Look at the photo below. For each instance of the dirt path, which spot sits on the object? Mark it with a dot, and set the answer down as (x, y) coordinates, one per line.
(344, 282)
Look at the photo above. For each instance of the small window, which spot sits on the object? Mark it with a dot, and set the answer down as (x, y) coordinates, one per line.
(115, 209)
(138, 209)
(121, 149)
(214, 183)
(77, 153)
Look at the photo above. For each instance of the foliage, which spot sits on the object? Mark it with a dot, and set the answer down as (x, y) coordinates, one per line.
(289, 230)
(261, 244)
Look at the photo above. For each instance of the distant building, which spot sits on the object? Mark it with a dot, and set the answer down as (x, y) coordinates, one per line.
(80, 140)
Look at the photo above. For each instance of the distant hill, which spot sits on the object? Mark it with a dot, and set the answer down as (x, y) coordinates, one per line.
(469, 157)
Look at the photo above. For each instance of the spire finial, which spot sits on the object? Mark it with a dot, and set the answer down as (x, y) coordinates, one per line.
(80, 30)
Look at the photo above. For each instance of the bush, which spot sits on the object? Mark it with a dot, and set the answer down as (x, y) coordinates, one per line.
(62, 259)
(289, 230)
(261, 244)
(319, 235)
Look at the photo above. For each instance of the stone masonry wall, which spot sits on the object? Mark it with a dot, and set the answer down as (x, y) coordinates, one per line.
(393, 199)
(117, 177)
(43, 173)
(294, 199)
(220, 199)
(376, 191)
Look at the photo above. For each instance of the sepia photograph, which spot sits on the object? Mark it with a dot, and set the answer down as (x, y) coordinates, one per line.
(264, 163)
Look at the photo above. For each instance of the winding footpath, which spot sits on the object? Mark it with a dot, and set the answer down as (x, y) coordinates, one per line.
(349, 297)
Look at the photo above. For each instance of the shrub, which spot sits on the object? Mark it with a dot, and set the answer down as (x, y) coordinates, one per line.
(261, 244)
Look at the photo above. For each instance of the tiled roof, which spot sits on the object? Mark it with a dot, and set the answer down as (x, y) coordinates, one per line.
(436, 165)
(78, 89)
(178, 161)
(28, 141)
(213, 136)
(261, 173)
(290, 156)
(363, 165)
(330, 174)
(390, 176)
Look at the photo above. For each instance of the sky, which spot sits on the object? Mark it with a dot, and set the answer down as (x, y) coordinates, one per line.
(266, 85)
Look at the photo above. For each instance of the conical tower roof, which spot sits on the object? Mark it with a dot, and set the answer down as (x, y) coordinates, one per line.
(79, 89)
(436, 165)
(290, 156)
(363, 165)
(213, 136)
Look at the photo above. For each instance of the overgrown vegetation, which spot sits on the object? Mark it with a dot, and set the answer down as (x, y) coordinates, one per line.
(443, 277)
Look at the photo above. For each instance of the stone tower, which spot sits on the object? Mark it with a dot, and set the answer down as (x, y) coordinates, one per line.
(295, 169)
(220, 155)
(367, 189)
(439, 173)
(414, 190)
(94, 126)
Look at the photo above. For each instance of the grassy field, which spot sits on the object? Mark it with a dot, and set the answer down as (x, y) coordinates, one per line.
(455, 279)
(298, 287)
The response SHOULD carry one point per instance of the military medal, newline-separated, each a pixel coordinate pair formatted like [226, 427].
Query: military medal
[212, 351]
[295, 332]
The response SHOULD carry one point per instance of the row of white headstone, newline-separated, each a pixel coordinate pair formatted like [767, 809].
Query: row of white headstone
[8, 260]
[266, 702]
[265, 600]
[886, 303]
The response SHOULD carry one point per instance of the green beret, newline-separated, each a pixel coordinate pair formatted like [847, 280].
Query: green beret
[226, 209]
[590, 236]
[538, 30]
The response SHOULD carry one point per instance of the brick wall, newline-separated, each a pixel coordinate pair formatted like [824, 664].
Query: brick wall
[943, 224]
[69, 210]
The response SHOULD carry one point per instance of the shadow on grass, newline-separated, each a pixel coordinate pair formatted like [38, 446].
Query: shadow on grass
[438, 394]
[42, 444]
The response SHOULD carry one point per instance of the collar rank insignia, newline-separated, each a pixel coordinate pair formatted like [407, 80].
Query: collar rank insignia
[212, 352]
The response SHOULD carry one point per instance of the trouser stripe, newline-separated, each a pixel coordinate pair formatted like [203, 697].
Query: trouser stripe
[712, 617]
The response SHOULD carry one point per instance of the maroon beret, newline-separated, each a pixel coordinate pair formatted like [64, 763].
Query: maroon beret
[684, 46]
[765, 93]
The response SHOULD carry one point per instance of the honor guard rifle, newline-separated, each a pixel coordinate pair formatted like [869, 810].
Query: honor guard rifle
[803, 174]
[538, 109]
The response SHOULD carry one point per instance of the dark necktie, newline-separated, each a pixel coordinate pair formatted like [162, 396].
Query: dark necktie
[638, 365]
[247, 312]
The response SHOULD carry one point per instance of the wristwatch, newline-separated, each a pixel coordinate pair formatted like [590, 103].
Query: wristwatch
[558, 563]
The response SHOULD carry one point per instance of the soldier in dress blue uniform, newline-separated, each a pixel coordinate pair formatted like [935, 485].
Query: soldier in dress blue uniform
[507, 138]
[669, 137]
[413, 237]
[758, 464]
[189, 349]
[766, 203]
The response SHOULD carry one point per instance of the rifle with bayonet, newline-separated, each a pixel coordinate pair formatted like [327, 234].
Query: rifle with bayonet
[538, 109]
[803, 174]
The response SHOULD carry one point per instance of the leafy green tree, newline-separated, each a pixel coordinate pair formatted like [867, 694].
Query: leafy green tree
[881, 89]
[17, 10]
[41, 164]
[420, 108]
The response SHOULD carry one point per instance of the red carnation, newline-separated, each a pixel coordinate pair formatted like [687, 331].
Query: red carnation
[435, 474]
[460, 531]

☆ ☆ ☆ ☆

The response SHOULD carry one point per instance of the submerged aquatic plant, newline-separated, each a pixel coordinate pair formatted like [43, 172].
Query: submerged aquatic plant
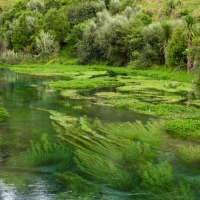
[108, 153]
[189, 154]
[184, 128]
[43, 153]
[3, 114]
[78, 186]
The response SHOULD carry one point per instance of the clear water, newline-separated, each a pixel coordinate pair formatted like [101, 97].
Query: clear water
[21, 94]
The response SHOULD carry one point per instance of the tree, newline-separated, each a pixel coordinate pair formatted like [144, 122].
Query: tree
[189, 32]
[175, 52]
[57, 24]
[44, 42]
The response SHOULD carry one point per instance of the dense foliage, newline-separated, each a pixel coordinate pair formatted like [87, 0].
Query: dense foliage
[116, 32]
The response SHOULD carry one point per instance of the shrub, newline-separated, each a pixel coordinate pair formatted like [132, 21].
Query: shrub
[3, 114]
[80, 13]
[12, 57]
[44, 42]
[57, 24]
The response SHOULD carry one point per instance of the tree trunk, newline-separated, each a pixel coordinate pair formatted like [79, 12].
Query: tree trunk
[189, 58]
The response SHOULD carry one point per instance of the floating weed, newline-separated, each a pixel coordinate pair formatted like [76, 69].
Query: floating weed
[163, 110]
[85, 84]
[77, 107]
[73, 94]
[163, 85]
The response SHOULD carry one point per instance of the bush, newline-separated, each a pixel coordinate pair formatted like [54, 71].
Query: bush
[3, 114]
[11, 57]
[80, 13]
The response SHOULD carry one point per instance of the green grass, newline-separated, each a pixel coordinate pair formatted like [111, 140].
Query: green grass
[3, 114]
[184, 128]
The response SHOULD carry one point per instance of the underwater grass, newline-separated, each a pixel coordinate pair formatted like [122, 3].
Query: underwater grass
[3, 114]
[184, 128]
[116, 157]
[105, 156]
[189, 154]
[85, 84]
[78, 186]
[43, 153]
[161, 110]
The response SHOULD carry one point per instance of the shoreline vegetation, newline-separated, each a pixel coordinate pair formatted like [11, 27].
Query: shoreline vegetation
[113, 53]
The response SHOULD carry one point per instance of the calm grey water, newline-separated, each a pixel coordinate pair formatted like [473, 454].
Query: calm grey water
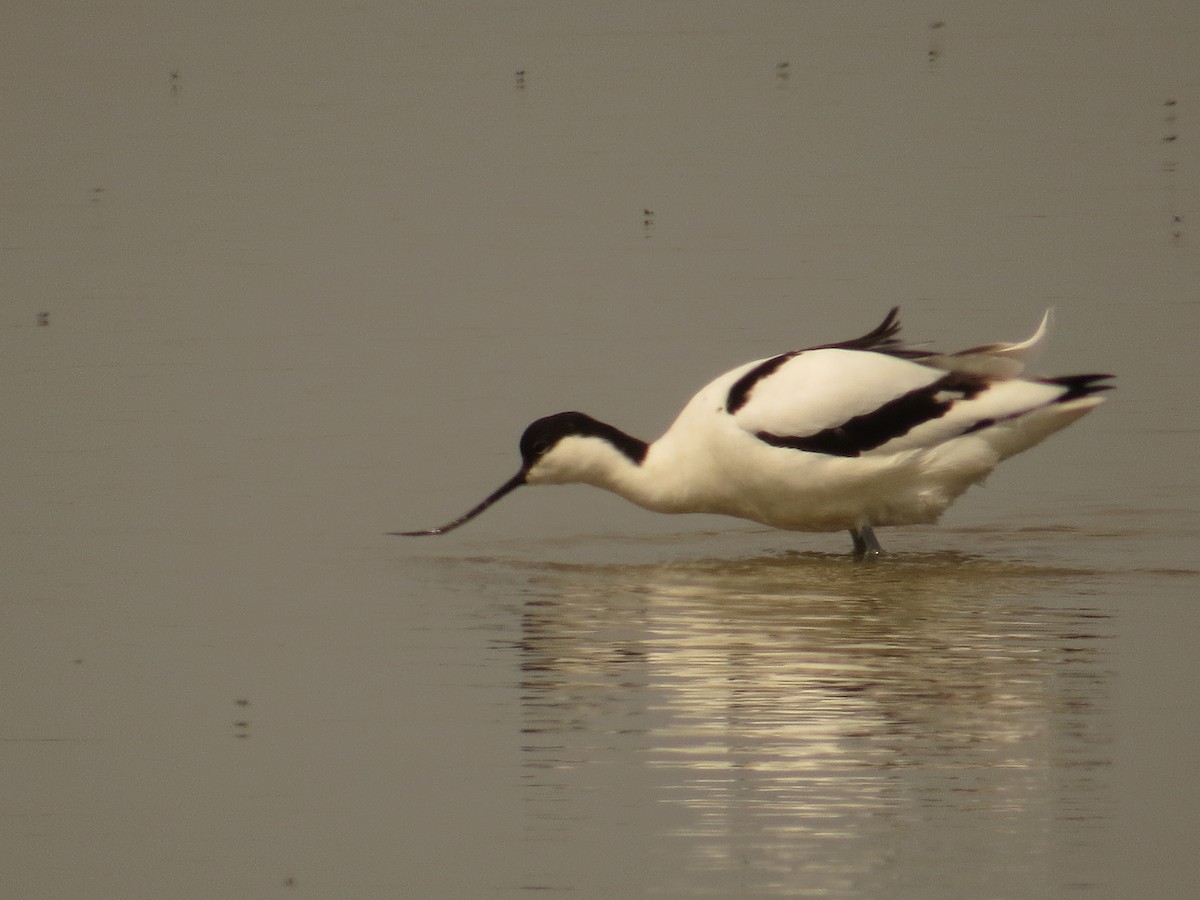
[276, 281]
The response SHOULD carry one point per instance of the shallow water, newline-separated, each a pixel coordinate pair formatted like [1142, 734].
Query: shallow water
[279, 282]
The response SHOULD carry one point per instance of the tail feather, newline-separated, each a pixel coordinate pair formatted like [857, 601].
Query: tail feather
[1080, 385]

☆ ☆ ☆ ☆

## Task directions
In your answer, include only the lines above starting at the line that holds "Query: wristwatch" and ending at the line that holds "The response SHOULD carry one point per instance of the red", copied exactly.

## Answer below
Query: wristwatch
[558, 563]
The response SHOULD carry one point per instance of the soldier in dress blue uniform, newline-separated, each a pixel coordinate pair formatted like [935, 485].
Query: soldier in dress blue uniform
[507, 138]
[669, 137]
[413, 237]
[758, 464]
[189, 349]
[766, 203]
The response SHOULD carry one point per instance of the rifle with bayonet, newline-separated, each a pixel coordinate pair formatted like [327, 234].
Query: rifle with bayonet
[538, 109]
[803, 174]
The response SHOULD carry one point per instance of the leafy green tree, newline-separated, each a pixel coordinate pair formatted like [867, 694].
Query: leafy green tree
[881, 89]
[17, 10]
[41, 164]
[420, 108]
The response SHOULD carry one point per instance of the red carnation, newline-separated, each a pixel coordinate pair formatted like [687, 331].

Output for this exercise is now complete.